━━ Material to process

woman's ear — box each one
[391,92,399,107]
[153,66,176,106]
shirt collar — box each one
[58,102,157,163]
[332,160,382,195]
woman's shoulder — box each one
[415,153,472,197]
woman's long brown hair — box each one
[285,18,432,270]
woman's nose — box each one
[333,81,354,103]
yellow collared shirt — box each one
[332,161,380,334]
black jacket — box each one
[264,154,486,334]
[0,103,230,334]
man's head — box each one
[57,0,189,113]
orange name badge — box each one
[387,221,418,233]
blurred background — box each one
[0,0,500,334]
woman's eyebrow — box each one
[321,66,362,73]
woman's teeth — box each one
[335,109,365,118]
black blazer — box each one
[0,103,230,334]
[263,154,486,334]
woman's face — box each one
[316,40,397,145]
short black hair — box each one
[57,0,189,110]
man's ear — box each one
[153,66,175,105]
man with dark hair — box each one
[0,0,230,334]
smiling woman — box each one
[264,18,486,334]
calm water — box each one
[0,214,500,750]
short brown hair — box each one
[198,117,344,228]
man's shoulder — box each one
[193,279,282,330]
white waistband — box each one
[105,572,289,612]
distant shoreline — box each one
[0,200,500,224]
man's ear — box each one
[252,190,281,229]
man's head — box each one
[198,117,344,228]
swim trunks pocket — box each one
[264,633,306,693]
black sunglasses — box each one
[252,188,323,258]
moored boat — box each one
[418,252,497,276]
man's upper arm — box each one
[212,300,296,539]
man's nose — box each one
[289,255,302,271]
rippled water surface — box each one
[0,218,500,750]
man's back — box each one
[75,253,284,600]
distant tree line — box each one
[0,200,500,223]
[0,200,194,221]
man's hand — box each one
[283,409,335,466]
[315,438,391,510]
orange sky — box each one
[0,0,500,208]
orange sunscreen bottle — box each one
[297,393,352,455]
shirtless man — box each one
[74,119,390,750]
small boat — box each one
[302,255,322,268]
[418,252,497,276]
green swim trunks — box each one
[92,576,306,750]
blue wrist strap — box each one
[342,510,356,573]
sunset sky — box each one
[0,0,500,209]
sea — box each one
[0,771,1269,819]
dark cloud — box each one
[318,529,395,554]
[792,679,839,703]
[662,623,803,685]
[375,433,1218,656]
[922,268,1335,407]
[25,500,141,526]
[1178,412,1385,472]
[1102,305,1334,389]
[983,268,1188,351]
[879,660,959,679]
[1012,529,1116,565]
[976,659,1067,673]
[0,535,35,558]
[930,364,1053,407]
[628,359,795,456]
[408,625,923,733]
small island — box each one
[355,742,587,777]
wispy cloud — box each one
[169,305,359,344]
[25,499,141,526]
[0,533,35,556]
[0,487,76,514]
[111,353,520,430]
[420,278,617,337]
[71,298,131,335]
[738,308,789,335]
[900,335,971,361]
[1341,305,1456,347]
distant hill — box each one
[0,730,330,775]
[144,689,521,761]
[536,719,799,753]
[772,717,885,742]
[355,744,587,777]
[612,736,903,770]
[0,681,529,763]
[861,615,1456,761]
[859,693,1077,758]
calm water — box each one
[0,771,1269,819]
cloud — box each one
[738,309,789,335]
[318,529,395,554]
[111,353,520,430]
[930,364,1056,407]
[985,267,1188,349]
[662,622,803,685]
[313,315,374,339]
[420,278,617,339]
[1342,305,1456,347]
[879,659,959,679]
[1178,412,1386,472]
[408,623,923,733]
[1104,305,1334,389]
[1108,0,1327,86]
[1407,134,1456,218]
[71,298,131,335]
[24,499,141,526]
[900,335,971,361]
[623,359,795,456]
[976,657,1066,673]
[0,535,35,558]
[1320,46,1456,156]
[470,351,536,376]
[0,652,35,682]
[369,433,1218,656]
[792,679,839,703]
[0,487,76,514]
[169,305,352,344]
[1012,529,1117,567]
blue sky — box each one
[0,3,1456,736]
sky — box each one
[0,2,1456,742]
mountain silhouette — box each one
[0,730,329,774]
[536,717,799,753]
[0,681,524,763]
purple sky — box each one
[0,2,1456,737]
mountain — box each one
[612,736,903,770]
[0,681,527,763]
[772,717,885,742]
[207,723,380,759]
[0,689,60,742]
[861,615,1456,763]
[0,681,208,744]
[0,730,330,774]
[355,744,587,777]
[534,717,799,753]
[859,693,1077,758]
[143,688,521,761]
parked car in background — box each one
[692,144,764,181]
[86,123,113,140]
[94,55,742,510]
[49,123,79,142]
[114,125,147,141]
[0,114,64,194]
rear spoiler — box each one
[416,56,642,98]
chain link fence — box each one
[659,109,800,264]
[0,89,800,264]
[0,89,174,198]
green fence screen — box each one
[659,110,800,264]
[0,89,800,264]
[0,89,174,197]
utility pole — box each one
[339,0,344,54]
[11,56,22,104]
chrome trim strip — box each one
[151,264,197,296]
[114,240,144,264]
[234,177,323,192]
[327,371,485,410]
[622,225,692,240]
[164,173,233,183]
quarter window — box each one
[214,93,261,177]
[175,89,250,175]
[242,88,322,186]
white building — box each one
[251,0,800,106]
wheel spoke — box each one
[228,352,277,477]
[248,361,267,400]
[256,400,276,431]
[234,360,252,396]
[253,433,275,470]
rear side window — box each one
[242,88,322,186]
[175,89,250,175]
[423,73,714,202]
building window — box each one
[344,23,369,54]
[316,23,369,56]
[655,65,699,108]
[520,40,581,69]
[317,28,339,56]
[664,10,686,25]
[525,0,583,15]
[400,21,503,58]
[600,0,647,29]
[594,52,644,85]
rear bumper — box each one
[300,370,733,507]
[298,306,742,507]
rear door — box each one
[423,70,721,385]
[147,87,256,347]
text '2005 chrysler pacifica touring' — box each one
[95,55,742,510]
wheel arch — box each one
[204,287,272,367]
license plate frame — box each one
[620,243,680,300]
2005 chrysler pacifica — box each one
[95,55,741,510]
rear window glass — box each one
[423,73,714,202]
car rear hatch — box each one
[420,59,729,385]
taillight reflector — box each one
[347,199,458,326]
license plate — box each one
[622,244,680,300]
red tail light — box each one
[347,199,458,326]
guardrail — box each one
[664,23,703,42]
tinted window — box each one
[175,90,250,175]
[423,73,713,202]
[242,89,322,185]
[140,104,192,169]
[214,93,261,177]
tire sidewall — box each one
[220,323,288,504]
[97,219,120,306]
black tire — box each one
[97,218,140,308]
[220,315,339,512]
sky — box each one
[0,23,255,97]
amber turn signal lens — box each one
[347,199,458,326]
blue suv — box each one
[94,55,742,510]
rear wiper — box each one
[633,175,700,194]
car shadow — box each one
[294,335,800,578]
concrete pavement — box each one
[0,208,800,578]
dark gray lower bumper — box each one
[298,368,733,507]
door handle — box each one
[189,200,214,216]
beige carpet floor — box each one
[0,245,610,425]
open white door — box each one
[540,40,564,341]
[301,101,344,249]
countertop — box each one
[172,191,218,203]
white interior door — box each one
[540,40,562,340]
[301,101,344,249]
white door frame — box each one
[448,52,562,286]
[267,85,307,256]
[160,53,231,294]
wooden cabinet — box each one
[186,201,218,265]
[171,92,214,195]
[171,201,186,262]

━━━━

__Aim of the exercise__. Rewrite all of the rows above as a Markdown table with two columns, No. and Entry, giving each row its number and skipping any blank lines.

__Answer below__.
| No. | Entry |
|---|---|
| 1 | woman's ear — box each one |
| 2 | [391,92,399,107] |
| 3 | [153,66,176,106] |
| 4 | shirt collar — box each one |
| 5 | [58,102,157,163] |
| 6 | [332,160,382,195] |
| 7 | woman's shoulder — box each one |
| 8 | [415,153,472,197] |
| 9 | woman's long brown hair — box each one |
| 10 | [285,18,432,270] |
| 11 | woman's nose — box each one |
| 12 | [333,81,354,103] |
| 13 | yellow collared shirt — box each one |
| 14 | [332,161,380,334] |
| 15 | black jacket — box each one |
| 16 | [264,154,486,334] |
| 17 | [0,103,230,334] |
| 18 | man's head — box each one |
| 19 | [57,0,189,113] |
| 20 | orange name badge — box each one |
| 21 | [387,221,418,233] |
| 22 | blurred background — box each one |
| 23 | [0,0,500,334] |
| 24 | woman's eyebrow — box each one |
| 25 | [321,66,362,73] |
| 26 | woman's teeth — box each one |
| 27 | [335,109,365,118] |
| 28 | black blazer — box each one |
| 29 | [0,103,230,334] |
| 30 | [263,154,486,334] |
| 31 | woman's face — box each one |
| 32 | [316,40,397,145] |
| 33 | short black hair — box each one |
| 34 | [57,0,189,110] |
| 35 | man's ear — box each one |
| 36 | [153,66,175,105] |
| 37 | man with dark hair — box each one |
| 38 | [0,0,230,334] |
| 39 | smiling woman — box each one |
| 40 | [264,18,486,334] |
| 41 | calm water — box each one |
| 42 | [0,214,500,750] |
| 43 | short brown hair — box each one |
| 44 | [198,117,344,228] |
| 45 | man's shoulder — box each one |
| 46 | [193,279,282,330] |
| 47 | white waistband — box each one |
| 48 | [105,572,289,612] |
| 49 | distant shoreline — box each one |
| 50 | [0,200,500,224] |
| 51 | man's ear — box each one |
| 52 | [252,190,281,229] |
| 53 | man's head — box each one |
| 54 | [198,117,344,228] |
| 55 | swim trunks pocket — box each one |
| 56 | [264,633,306,693] |
| 57 | black sunglasses — box each one |
| 58 | [252,188,323,258] |
| 59 | moored boat — box each one |
| 60 | [418,252,497,276] |
| 61 | man's upper arm — box each one |
| 62 | [212,300,296,539] |
| 63 | man's nose — box each one |
| 64 | [289,255,302,271] |
| 65 | rippled water surface — box each one |
| 66 | [0,218,500,750] |
| 67 | man's back — box each one |
| 68 | [75,253,284,600] |
| 69 | distant tree line — box each one |
| 70 | [0,200,500,223] |
| 71 | [0,200,194,221] |
| 72 | man's hand — box each one |
| 73 | [283,409,335,466] |
| 74 | [315,438,391,510] |
| 75 | orange sky — box each one |
| 76 | [0,0,500,208] |
| 77 | orange sunscreen bottle — box each one |
| 78 | [297,393,352,455] |
| 79 | shirtless man — box each one |
| 80 | [74,119,390,750] |
| 81 | small boat — box each one |
| 82 | [302,255,322,268] |
| 83 | [418,252,497,276] |
| 84 | green swim trunks — box each one |
| 85 | [92,576,306,750] |
| 86 | blue wrist strap — box each one |
| 87 | [342,510,356,573] |
| 88 | sunset sky — box each one |
| 89 | [0,0,500,209] |
| 90 | sea — box each one |
| 91 | [0,771,1269,819] |
| 92 | dark cloud — box each one |
| 93 | [318,529,395,554] |
| 94 | [792,679,839,703] |
| 95 | [662,623,803,685] |
| 96 | [375,433,1218,656] |
| 97 | [922,268,1335,407] |
| 98 | [25,500,141,526] |
| 99 | [1178,412,1385,472] |
| 100 | [1102,305,1334,389] |
| 101 | [983,268,1188,351] |
| 102 | [879,660,959,679] |
| 103 | [1012,529,1116,565] |
| 104 | [976,659,1067,673] |
| 105 | [0,535,35,558] |
| 106 | [930,364,1053,407] |
| 107 | [628,359,795,456] |
| 108 | [408,625,923,733] |
| 109 | small island — box each one |
| 110 | [355,742,587,777] |
| 111 | wispy cloud — box each one |
| 112 | [169,305,359,344] |
| 113 | [25,499,141,526] |
| 114 | [0,533,35,556] |
| 115 | [0,487,76,514] |
| 116 | [111,353,520,430] |
| 117 | [420,278,617,337] |
| 118 | [71,298,131,335] |
| 119 | [738,308,789,335] |
| 120 | [900,335,971,361] |
| 121 | [1341,305,1456,347] |
| 122 | distant hill — box each one |
| 123 | [0,730,330,775] |
| 124 | [144,689,521,761] |
| 125 | [536,719,799,753] |
| 126 | [772,717,885,742] |
| 127 | [355,744,587,777] |
| 128 | [612,736,903,770] |
| 129 | [0,681,529,763] |
| 130 | [861,615,1456,761] |
| 131 | [859,693,1077,758] |
| 132 | calm water — box each one |
| 133 | [0,771,1269,819] |
| 134 | cloud — box each one |
| 135 | [738,309,789,335] |
| 136 | [318,529,395,554] |
| 137 | [111,353,520,430] |
| 138 | [930,364,1056,407] |
| 139 | [985,267,1188,349] |
| 140 | [662,622,803,685] |
| 141 | [313,315,374,339] |
| 142 | [420,278,617,339] |
| 143 | [1342,305,1456,347] |
| 144 | [879,659,959,679] |
| 145 | [1178,412,1386,472] |
| 146 | [408,623,923,733] |
| 147 | [1104,305,1334,389] |
| 148 | [1108,0,1327,86] |
| 149 | [1407,134,1456,218] |
| 150 | [71,298,131,335] |
| 151 | [24,499,141,526] |
| 152 | [900,335,971,361] |
| 153 | [623,359,795,456] |
| 154 | [976,657,1066,673] |
| 155 | [0,535,35,558] |
| 156 | [1320,46,1456,156] |
| 157 | [470,351,536,376] |
| 158 | [0,652,35,682] |
| 159 | [369,433,1218,656] |
| 160 | [792,679,839,703] |
| 161 | [0,487,76,514] |
| 162 | [169,305,352,344] |
| 163 | [1012,529,1117,567] |
| 164 | blue sky — box each one |
| 165 | [0,3,1456,736] |
| 166 | sky — box each one |
| 167 | [0,2,1456,742] |
| 168 | mountain silhouette — box each one |
| 169 | [0,730,329,774] |
| 170 | [536,717,799,753] |
| 171 | [0,681,524,763] |
| 172 | purple sky — box each one |
| 173 | [0,2,1456,737] |
| 174 | mountain — box each one |
| 175 | [612,736,903,770] |
| 176 | [0,681,527,763] |
| 177 | [772,717,885,742] |
| 178 | [207,723,380,759] |
| 179 | [0,689,60,742] |
| 180 | [861,615,1456,763] |
| 181 | [0,681,208,744] |
| 182 | [0,730,330,774] |
| 183 | [355,744,587,777] |
| 184 | [534,717,799,753] |
| 185 | [859,693,1077,758] |
| 186 | [143,688,521,761] |
| 187 | parked car in background — box each one |
| 188 | [692,144,764,181] |
| 189 | [86,123,113,140] |
| 190 | [94,55,742,510] |
| 191 | [49,123,79,142] |
| 192 | [114,125,147,141] |
| 193 | [0,114,64,194] |
| 194 | rear spoiler — box each one |
| 195 | [416,56,642,98] |
| 196 | chain link fence — box each one |
| 197 | [659,109,800,264] |
| 198 | [0,89,800,264] |
| 199 | [0,89,174,198] |
| 200 | green fence screen — box each one |
| 201 | [659,110,800,264] |
| 202 | [0,89,800,264] |
| 203 | [0,89,174,197] |
| 204 | utility pole — box each one |
| 205 | [339,0,344,54] |
| 206 | [11,56,22,104] |
| 207 | chrome trim strip — box each one |
| 208 | [151,264,197,296] |
| 209 | [114,240,144,264] |
| 210 | [234,177,323,192] |
| 211 | [327,371,485,410] |
| 212 | [622,225,692,240] |
| 213 | [164,173,233,183] |
| 214 | quarter window — box each one |
| 215 | [214,93,261,177] |
| 216 | [175,89,250,175] |
| 217 | [242,88,322,186] |
| 218 | white building — box each one |
| 219 | [251,0,800,106] |
| 220 | wheel spoke — box each one |
| 221 | [228,352,277,477] |
| 222 | [248,361,267,400] |
| 223 | [256,400,276,431] |
| 224 | [234,360,252,396] |
| 225 | [253,433,275,470] |
| 226 | rear side window — box each one |
| 227 | [242,88,322,186] |
| 228 | [175,89,250,175] |
| 229 | [423,73,714,202] |
| 230 | building window — box each one |
| 231 | [344,23,369,54] |
| 232 | [316,23,369,56] |
| 233 | [655,65,699,108] |
| 234 | [520,40,581,69] |
| 235 | [317,28,339,56] |
| 236 | [664,10,686,25] |
| 237 | [525,0,583,15] |
| 238 | [400,21,503,58] |
| 239 | [600,0,647,29] |
| 240 | [594,52,644,85] |
| 241 | rear bumper — box each one |
| 242 | [300,370,733,507] |
| 243 | [298,306,742,507] |
| 244 | rear door — box each one |
| 245 | [423,70,721,385] |
| 246 | [147,87,256,347] |
| 247 | text '2005 chrysler pacifica touring' — box each one |
| 248 | [95,55,742,510] |
| 249 | wheel arch — box each one |
| 250 | [204,287,272,367] |
| 251 | license plate frame — box each one |
| 252 | [620,243,680,300] |
| 253 | 2005 chrysler pacifica — box each one |
| 254 | [95,55,741,510] |
| 255 | rear window glass — box each one |
| 256 | [423,73,714,202] |
| 257 | car rear hatch — box each one |
| 258 | [420,59,729,385] |
| 259 | taillight reflector — box each one |
| 260 | [347,199,458,326] |
| 261 | license plate — box each one |
| 262 | [622,244,680,300] |
| 263 | red tail light — box each one |
| 264 | [347,199,458,326] |
| 265 | guardrail — box each one |
| 266 | [664,23,703,42] |
| 267 | tinted window — box each one |
| 268 | [175,90,250,175] |
| 269 | [423,73,713,202] |
| 270 | [242,89,322,185] |
| 271 | [140,104,192,169] |
| 272 | [214,93,261,177] |
| 273 | tire sidewall — box each one |
| 274 | [220,323,288,504] |
| 275 | [97,219,120,306] |
| 276 | black tire — box each one |
| 277 | [97,218,140,308] |
| 278 | [220,315,339,512] |
| 279 | sky — box each one |
| 280 | [0,23,255,97] |
| 281 | amber turn signal lens — box each one |
| 282 | [347,199,458,326] |
| 283 | blue suv — box each one |
| 284 | [94,55,742,510] |
| 285 | rear wiper — box each one |
| 286 | [633,175,700,194] |
| 287 | car shadow — box each one |
| 288 | [294,335,800,578] |
| 289 | concrete pavement — box each one |
| 290 | [0,208,800,578] |
| 291 | dark gray lower bumper — box each one |
| 292 | [298,368,733,507] |
| 293 | door handle — box each one |
| 294 | [189,200,214,216] |
| 295 | beige carpet floor — box each one |
| 296 | [0,245,610,425] |
| 297 | open white door — box each one |
| 298 | [540,40,564,341] |
| 299 | [301,101,344,249] |
| 300 | countertop — box each one |
| 301 | [172,191,218,203] |
| 302 | white interior door — box each one |
| 303 | [540,40,562,340] |
| 304 | [301,101,344,249] |
| 305 | white door frame — box each one |
| 306 | [448,52,562,286] |
| 307 | [267,85,307,256] |
| 308 | [160,53,231,294] |
| 309 | wooden cabinet — box each one |
| 310 | [186,201,218,265] |
| 311 | [171,92,214,195] |
| 312 | [171,201,186,262] |